## WHAT YOU ARE ASKED TO DO
Everything from the line containing "Can you see the rifle" down to the last line below should be set down exactly, and only that, without the pictures.

*** THE RECORDS ***

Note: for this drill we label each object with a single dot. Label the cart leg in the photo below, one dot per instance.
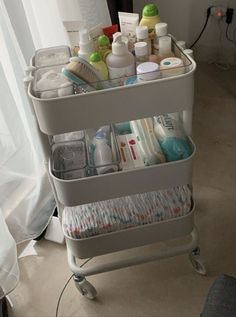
(197, 262)
(84, 287)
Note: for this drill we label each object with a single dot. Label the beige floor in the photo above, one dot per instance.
(169, 288)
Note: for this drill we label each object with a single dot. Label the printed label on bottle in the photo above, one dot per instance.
(119, 75)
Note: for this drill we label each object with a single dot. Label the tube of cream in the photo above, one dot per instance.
(152, 141)
(148, 156)
(72, 29)
(95, 33)
(128, 23)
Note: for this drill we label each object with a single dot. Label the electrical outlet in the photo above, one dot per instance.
(218, 12)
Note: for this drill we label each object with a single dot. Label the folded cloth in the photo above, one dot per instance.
(125, 212)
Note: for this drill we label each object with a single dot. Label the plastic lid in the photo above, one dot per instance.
(161, 29)
(95, 57)
(142, 31)
(118, 46)
(148, 71)
(171, 62)
(150, 10)
(182, 44)
(103, 40)
(84, 36)
(141, 49)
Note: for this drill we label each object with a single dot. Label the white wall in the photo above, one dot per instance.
(186, 19)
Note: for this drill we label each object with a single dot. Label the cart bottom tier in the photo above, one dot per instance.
(101, 228)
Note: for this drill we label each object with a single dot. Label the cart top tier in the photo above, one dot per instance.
(171, 93)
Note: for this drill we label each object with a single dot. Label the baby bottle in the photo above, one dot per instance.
(97, 62)
(150, 18)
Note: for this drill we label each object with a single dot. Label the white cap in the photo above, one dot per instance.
(171, 62)
(148, 71)
(142, 32)
(161, 29)
(189, 52)
(83, 36)
(118, 46)
(164, 45)
(141, 49)
(182, 44)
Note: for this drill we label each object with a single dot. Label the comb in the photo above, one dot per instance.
(84, 74)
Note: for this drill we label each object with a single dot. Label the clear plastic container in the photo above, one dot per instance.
(49, 82)
(52, 56)
(69, 160)
(70, 136)
(102, 150)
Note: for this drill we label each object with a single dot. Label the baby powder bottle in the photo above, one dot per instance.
(85, 45)
(160, 30)
(150, 18)
(120, 61)
(141, 52)
(148, 71)
(104, 46)
(97, 62)
(142, 36)
(164, 43)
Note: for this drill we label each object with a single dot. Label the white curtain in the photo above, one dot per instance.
(26, 199)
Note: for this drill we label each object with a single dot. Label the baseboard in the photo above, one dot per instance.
(205, 53)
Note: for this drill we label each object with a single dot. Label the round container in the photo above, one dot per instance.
(148, 71)
(161, 29)
(141, 52)
(165, 46)
(172, 66)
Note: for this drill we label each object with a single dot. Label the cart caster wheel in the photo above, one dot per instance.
(84, 287)
(197, 262)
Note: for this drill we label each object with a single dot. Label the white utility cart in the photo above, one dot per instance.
(97, 108)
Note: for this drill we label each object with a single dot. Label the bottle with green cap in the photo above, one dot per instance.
(103, 46)
(97, 62)
(150, 18)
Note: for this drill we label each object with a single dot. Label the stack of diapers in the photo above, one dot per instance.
(116, 214)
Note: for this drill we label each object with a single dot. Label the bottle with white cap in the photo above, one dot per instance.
(85, 45)
(160, 30)
(141, 52)
(142, 36)
(120, 61)
(148, 71)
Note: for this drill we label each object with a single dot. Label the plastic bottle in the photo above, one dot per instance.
(148, 71)
(103, 157)
(97, 62)
(150, 18)
(104, 46)
(164, 48)
(120, 61)
(160, 30)
(142, 36)
(171, 136)
(85, 45)
(141, 52)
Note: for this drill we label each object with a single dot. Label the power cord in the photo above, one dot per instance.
(68, 281)
(204, 27)
(227, 35)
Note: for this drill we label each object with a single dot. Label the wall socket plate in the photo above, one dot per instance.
(218, 12)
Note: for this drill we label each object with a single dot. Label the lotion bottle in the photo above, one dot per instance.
(120, 61)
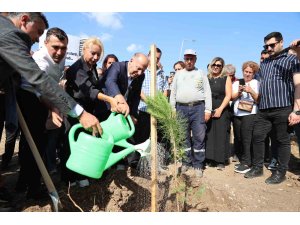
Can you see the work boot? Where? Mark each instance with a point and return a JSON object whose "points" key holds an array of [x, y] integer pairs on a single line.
{"points": [[276, 178], [254, 172]]}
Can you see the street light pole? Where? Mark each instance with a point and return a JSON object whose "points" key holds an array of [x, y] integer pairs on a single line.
{"points": [[192, 40]]}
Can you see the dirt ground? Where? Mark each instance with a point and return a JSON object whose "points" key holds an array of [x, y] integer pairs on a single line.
{"points": [[130, 191]]}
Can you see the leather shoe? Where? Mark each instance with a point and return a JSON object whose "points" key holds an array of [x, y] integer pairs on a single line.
{"points": [[276, 178], [254, 172]]}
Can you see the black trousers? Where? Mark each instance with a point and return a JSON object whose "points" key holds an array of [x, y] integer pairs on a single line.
{"points": [[277, 119], [35, 115], [243, 130]]}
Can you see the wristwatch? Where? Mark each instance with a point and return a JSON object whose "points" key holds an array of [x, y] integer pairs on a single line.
{"points": [[297, 112]]}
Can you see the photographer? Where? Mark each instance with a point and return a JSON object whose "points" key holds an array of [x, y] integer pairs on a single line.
{"points": [[245, 96]]}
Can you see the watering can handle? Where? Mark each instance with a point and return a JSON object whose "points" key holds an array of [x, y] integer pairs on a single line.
{"points": [[72, 131], [131, 125]]}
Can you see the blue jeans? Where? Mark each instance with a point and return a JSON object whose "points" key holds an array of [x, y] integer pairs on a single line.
{"points": [[195, 143], [266, 120]]}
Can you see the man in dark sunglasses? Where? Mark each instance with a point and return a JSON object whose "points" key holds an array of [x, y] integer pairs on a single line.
{"points": [[279, 105]]}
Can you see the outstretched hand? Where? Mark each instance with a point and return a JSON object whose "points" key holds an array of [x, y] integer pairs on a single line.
{"points": [[90, 122]]}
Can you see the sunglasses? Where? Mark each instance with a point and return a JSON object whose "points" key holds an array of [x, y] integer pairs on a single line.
{"points": [[270, 45], [189, 59], [217, 65]]}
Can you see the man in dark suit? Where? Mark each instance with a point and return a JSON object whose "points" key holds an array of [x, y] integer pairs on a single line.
{"points": [[18, 31], [123, 81]]}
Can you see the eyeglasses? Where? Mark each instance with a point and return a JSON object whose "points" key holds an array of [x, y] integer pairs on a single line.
{"points": [[270, 45], [189, 59], [217, 65]]}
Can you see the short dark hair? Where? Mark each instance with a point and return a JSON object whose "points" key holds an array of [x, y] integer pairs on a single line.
{"points": [[32, 16], [264, 52], [157, 50], [57, 32], [276, 35]]}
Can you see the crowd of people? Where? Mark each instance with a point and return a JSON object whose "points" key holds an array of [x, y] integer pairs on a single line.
{"points": [[264, 105]]}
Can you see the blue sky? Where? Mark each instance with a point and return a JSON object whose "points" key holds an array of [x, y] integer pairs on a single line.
{"points": [[237, 37]]}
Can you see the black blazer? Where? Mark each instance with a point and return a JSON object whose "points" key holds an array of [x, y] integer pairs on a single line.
{"points": [[15, 58], [83, 84], [115, 81]]}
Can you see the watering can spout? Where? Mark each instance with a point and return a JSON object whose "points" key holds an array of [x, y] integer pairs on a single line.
{"points": [[143, 149]]}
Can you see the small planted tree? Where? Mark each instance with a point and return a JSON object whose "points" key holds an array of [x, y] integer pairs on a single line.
{"points": [[172, 126]]}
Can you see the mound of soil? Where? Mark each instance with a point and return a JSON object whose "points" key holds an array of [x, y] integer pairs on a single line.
{"points": [[129, 190]]}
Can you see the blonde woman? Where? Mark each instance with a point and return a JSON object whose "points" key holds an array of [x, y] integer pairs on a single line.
{"points": [[84, 86], [218, 127]]}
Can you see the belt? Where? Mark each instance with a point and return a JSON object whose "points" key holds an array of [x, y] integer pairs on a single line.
{"points": [[190, 104]]}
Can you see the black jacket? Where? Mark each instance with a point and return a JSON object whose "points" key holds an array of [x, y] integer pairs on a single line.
{"points": [[15, 59], [83, 85], [115, 82]]}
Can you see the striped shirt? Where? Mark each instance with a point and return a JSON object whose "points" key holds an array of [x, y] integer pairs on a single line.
{"points": [[161, 85], [276, 77]]}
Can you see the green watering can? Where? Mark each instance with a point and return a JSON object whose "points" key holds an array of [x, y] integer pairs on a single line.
{"points": [[90, 155]]}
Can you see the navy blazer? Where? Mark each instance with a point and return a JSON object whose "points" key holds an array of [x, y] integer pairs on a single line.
{"points": [[115, 81]]}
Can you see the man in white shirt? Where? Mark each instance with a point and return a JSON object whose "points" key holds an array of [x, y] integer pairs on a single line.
{"points": [[51, 59]]}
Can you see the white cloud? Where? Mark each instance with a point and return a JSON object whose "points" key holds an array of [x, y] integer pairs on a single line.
{"points": [[133, 48], [111, 20], [103, 37]]}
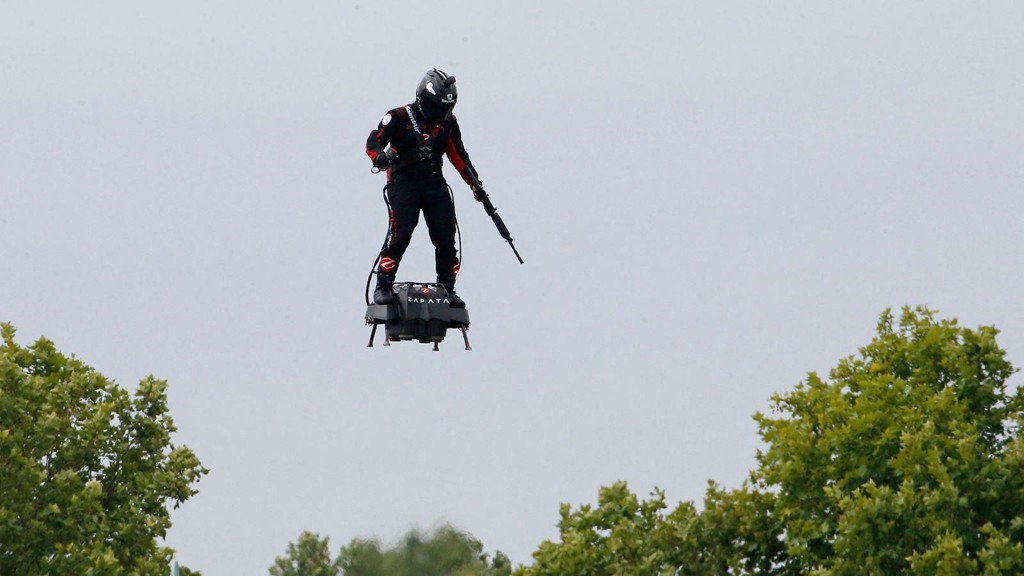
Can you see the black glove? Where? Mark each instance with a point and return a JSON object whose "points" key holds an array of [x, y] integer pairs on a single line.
{"points": [[382, 161]]}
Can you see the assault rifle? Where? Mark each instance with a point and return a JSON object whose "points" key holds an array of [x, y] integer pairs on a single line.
{"points": [[480, 195]]}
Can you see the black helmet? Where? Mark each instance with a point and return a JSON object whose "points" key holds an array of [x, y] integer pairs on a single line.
{"points": [[436, 95]]}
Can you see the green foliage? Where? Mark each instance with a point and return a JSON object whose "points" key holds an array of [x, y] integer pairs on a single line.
{"points": [[309, 557], [86, 469], [621, 535], [444, 551], [906, 460]]}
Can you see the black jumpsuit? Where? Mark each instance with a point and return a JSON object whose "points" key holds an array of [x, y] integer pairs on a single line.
{"points": [[416, 182]]}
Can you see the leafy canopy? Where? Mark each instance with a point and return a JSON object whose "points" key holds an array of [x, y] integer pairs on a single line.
{"points": [[907, 459], [86, 469]]}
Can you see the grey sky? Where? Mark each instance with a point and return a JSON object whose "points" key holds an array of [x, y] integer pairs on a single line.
{"points": [[712, 200]]}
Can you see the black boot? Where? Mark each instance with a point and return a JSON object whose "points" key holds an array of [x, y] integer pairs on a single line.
{"points": [[384, 294], [454, 299]]}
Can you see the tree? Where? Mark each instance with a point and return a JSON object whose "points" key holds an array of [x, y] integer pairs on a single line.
{"points": [[309, 557], [444, 551], [86, 469], [906, 460]]}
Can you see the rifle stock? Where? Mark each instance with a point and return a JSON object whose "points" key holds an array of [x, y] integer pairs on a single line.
{"points": [[493, 212]]}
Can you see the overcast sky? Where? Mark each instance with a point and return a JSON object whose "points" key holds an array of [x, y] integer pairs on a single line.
{"points": [[712, 199]]}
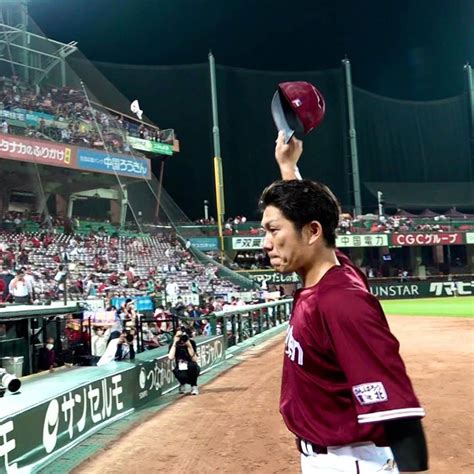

*** End of THE RECORDS ***

## RESPONSE BOX
Can you see the rifle stock? Where? Mark each instance with a point and return a JSON object whose "points" key holds an array of [x, y] integer pairs on a single line.
{"points": [[493, 212]]}
Can you see the overcast sky? Where? Mark each instance with a point and return a JSON object whose "points" key holds an array of [x, y] integer pairs on a single line.
{"points": [[712, 199]]}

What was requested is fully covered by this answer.